Text for analysis.
╭──

The world we are starting to see is people are questioning the [return on investment], the cost, the power and everything else. This is where—I don't have a crystal ball—but the way we think about it is, do you want one giant model that knows it all?", Anil Nanduri, the head of Intel's AI acceleration office.
On a different subject, Intel has announced major job cuts in several states as part of its wider plan to shrink its workforce. The company will eliminate 1,300 positions in Oregon, 385 in Arizona, 319 in California, and 251 in Texas. Intel has a workforce of over 23,000 in Oregon, 12,000 in Arizona, 13,500 in California, and 2,100 in Texas. The layoffs are set to take place over a 14-day period starting November 15.
48 Comments on Intel Won't Compete Against NVIDIA's High-End AI Dominance Soon, Starts Laying Off Over 2,200 Workers Across US
Intel probably just wants to provide server CPUs inside high end AI compute boxes wherever possible and open up a new market of entry level AI products with the Gaudi product series.
If the fabs will be advanced enough to make the best products, that's an entirelly different question.
Anyhow, the inference space is getting pretty packed. Not only Nvidia is in there, but AMD and many other players are entering this area. Even companies in China have built their own accelerators for that.

╰──

Extracted entries.

╭──

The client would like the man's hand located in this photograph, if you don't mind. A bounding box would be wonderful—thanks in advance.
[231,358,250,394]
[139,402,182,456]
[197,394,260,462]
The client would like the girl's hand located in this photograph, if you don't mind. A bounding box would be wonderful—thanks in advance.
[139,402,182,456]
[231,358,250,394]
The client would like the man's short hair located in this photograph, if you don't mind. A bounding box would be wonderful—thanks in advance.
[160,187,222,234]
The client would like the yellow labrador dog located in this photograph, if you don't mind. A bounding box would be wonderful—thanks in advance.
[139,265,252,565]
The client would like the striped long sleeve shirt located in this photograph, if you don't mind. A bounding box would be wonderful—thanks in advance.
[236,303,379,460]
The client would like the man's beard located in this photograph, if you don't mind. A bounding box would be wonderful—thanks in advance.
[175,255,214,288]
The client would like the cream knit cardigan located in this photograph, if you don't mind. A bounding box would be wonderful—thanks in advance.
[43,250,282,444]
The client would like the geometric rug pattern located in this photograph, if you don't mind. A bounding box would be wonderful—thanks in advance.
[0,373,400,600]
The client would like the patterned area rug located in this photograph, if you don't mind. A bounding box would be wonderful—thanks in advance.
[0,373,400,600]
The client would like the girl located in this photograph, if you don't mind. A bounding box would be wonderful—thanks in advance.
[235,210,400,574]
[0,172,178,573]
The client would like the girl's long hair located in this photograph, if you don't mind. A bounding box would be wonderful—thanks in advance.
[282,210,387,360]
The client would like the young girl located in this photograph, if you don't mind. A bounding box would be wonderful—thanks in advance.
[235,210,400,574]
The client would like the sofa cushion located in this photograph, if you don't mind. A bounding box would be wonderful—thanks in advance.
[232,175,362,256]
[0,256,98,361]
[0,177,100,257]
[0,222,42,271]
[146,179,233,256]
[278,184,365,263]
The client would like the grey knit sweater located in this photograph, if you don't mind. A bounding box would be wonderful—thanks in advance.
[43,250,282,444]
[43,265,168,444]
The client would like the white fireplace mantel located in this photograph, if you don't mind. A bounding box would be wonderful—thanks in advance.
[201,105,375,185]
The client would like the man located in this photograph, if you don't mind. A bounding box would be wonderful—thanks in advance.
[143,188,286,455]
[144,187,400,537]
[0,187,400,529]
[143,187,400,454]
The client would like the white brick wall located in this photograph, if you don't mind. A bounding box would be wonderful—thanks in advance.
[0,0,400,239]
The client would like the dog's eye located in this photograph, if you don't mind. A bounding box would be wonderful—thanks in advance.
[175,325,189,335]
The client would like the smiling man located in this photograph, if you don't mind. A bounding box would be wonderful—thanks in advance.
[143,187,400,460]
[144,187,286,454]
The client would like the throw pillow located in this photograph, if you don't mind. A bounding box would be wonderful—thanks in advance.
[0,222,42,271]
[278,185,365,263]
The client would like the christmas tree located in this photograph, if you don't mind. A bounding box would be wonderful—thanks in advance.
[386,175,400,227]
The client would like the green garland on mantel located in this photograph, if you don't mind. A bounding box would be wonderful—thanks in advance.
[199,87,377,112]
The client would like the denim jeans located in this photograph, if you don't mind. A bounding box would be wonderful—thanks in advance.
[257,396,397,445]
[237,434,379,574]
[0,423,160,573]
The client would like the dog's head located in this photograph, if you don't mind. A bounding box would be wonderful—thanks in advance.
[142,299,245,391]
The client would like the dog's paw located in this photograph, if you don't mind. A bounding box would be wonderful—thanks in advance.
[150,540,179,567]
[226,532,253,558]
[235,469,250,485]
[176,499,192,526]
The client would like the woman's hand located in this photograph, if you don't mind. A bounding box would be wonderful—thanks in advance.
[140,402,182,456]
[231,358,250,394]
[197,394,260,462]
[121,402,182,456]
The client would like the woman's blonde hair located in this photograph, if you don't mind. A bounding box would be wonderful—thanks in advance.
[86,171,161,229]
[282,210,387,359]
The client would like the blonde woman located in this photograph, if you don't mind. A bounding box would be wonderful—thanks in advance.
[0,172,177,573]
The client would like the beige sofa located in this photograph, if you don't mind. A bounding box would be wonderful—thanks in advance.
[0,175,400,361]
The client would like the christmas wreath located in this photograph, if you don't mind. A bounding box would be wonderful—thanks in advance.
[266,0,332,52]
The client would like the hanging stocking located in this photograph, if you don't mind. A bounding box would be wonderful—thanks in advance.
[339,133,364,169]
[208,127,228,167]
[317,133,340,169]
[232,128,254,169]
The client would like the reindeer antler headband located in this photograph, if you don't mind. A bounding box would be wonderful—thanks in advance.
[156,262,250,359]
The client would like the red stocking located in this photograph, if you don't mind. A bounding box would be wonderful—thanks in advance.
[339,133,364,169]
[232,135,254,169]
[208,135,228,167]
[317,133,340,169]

╰──

The problem. Rewrite the portion of the passage about Intel starting with "Anyhow, the inference" and going on through "accelerators for that.", substituting "crowded" for "packed".

Written answer.
Anyhow, the inference space is getting pretty crowded. Not only Nvidia is in there, but AMD and many other players are entering this area. Even companies in China have built their own accelerators for that.